_TASK PROMPT_
In the forum post below, which episode is cited as another move by God to keep knowledge away from man?

_SOURCE TEXT_
Post by Magritte » Tue Sep 06, 2016 9:13 pm

met wrote:Nice rhetoric, but totally illogical..... ;)
My point is more along the lines that following your reasoning leads us to a place where we confuse harm and benefit. This has terrible implications for Christian theism. Which was already in trouble. This just casts another shadow.

The Book of Genesis places humans in precisely the hedonistic paradise that you claim won't lead to the goods of science and philosophy. In fact God actively seeks to hold knowledge away from man (he makes further moves in this direction in the Tower of Babel episode). But man's (and serpent's) actions in defiance lead to expulsion from paradise, and death entering the world. The kind of harm and struggle that you think led to science and philosophy. And if those are valuable goals, then man and the serpent ought to have been praised, not cursed.

But they were cursed with original sin. This required God to sacrifice his own son as atonement. So... atone for what? For curiosity that led to the worthwhile benefits of science and philosophy? Which God actively sought to withhold? Hmmmm. :?

_INFORMATION SUPPLIED_
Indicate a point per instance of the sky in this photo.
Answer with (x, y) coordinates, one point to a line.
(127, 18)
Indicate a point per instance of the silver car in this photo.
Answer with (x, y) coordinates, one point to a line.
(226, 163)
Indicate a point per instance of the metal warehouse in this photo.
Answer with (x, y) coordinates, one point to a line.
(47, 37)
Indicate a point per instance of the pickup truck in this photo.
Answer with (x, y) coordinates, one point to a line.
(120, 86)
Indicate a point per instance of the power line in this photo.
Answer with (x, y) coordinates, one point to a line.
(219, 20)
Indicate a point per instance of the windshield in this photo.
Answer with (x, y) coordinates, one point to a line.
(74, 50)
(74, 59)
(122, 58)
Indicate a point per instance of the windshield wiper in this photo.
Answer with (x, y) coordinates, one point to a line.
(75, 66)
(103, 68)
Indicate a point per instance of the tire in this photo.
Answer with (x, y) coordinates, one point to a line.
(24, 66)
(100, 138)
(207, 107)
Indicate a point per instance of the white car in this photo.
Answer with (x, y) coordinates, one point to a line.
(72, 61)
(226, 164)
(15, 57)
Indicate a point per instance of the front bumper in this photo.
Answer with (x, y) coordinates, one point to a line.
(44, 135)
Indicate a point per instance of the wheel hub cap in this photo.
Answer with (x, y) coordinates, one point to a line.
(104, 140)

---

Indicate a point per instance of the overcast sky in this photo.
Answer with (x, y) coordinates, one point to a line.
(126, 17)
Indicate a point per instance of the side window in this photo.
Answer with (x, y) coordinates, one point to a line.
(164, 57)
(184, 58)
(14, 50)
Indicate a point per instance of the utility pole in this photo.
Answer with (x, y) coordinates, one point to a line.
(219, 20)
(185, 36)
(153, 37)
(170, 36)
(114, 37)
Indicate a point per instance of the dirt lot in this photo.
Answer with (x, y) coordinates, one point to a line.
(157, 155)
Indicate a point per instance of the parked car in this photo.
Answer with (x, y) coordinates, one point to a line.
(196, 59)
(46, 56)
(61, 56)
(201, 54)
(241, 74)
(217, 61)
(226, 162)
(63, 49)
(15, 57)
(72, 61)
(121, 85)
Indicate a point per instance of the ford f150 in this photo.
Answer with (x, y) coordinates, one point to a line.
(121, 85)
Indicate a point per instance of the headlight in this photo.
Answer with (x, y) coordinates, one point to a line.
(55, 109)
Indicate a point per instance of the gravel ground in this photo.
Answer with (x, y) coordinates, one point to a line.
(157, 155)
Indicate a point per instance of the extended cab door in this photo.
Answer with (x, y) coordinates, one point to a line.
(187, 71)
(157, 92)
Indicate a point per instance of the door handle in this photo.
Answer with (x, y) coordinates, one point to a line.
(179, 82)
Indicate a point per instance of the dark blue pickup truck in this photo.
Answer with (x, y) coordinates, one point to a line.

_ANSWER AREA_
The Tower of Babel episode.